Activity 1 =>
From the article on codeine and tramadol risks to children, list each of the four labeling changes the FDA announced.
Activity 2 =>
Carry the article on codeine and tramadol risks to children forward from its final sentence.

Source passage =>
--*--

Codeine and Tramadol Medications Pose Life-Threatening Risks to Children

The U.S. Food and Drug Administration issued a safety announcement restricting the use of medications containing codeine or tramadol for children due to the potentially serious side effects, including difficulty breathing and death.

The two drugs, which are opioids designed to treat pain and help control coughing, will undergo a series of labeling changes to protect children from the risks associated with the medications.

“We are requiring these changes because we know that some children who received codeine or tramadol have experienced life-threatening respiratory depression and death because they metabolize these medicines much faster than usual (called ultra-rapid metabolism), causing dangerously high levels of active drug in their bodies,” Dr. Douglas Throckmorton, deputy center director for regulatory programs at the FDA’s Center for Drug Evaluation and Research, said in a statement April 20.

The highest risk associated with codeine and tramadol concern children younger than 12 and adolescents between 12 and 18 who are obese or have breathing problems like sleep apnea. Infants breastfeeding from mothers taking the drugs are also at risk of developing side effects.

“Respiratory depression can also occur in nursing babies, when mothers who are ultra-rapid metabolizers take these types of medicines and pass it along to their children through their breast milk,” Throckmorton said.

The FDA announced four labeling changes to the drugs, which expands upon a safety announcement issued in 2013.

Labels for codeine and tramadol will now carry the agency’s strongest warning called a contraindication alerting consumers that neither drug should be used in children younger than 12 years old. A contraindication, which is only given when “the risk outweighs any possible therapeutic benefit,” was also added to the label for tramadol, advising against its use in children under 18 to treat pain after surgery to remove the tonsils or adenoids.

A warning was added to the labels recommending against their use in adolescents between 12 and 18 who are obese or have breathing problems. The warning against mothers breastfeeding taking the drugs was also strengthened.

Dozens of Child Deaths Linked to Codeine and Tramadol

The latest update is not the first time the FDA issued warnings about the two drugs. Along with the 2013 label update, the agency issued a safety announcement in July 2015 and one in September 2015.

The two announcements revealed that the agency was investigating the use of codeine and tramadol and potentially serious side effects when used by children. Those issues were further discussed at a joint FDA advisory meeting in December 2015.

In its review, the FDA examined decades worth of reports submitted to the agency between January 1969 and May 2015. It revealed 64 cases of serious breathing problems, which included 24 deaths, in children younger than 18 taking codeine.

--*--

[Source records]
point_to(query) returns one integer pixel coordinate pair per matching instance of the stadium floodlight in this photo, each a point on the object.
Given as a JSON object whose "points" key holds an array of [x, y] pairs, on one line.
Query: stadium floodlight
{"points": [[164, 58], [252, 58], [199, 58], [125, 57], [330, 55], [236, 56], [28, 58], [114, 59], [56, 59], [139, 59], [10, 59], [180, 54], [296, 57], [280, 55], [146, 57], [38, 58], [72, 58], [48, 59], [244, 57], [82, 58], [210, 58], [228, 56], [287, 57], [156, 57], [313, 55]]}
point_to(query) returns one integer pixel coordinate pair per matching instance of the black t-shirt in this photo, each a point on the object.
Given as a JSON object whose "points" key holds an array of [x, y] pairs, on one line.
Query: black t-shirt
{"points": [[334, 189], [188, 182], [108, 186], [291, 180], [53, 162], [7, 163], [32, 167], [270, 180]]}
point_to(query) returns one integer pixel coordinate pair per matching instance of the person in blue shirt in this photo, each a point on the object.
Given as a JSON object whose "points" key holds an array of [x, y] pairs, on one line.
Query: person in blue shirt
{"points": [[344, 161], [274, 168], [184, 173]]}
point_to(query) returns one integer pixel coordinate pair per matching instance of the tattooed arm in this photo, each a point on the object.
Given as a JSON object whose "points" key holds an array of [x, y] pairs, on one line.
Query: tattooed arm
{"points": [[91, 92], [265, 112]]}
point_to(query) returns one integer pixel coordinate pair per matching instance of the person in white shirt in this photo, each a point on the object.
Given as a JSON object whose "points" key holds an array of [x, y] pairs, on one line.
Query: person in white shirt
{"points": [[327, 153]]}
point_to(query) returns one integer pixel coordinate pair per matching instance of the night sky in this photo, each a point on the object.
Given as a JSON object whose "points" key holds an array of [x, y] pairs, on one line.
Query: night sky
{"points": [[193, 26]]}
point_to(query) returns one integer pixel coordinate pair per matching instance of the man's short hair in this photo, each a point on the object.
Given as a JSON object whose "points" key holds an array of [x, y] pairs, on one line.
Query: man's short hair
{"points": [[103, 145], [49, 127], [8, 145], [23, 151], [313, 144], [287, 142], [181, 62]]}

--*--

Written reply 1 =>
- A contraindication on codeine and tramadol labels stating that neither drug should be used in children younger than 12.
- A contraindication on the tramadol label advising against its use in children under 18 to treat pain after surgery to remove the tonsils or adenoids.
- A warning on the labels recommending against use in adolescents between 12 and 18 who are obese or have breathing problems.
- A strengthened warning against breastfeeding mothers taking the drugs.

Written reply 2 =>
In one case, a 10-year-old died after taking codeine as a cough suppressant at a higher dose than prescribed.

“We also identified nine cases of serious breathing problems, including three deaths, with the use of tramadol in children younger than 18 years from January 1969 to March 2016,” the agency said in the announcement. “The majority of serious side effects with both codeine and tramadol occurred in children younger than 12 years, and some cases occurred after a single dose of the medicine.”

Numerous reports of excess sleepiness and serious breathing problems, including one death, were found in infants breastfed by mothers taking codeine.

Since the FDA only counted reports submitted through its adverse effects reporting system, the actual number of incidents may be higher.

While tramadol is only available through prescriptions, codeine is available in over-the-counter medications in some states. The agency said it is considering regulatory action for over-the-counter codeine products.

FDA Issues Advice for Health Care Professionals

The FDA is advising heath care professionals to use over-the-counter or other approved prescription medicines for treating cough and pain in children. The agency also said that a cough is not serious and “usually will get better on its own so treatment may not be necessary.”

Concerns over codeine use in children have been around for years, but physicians continue prescribing the medication to children, according to a September 2016 clinical report from the American Academy of Pediatrics.

“Although these concerns have been emphasized by the FDA, the European Medicines Agency, Health Canada, and the American Academy of Pediatrics, regular codeine administration to children continues,” it said.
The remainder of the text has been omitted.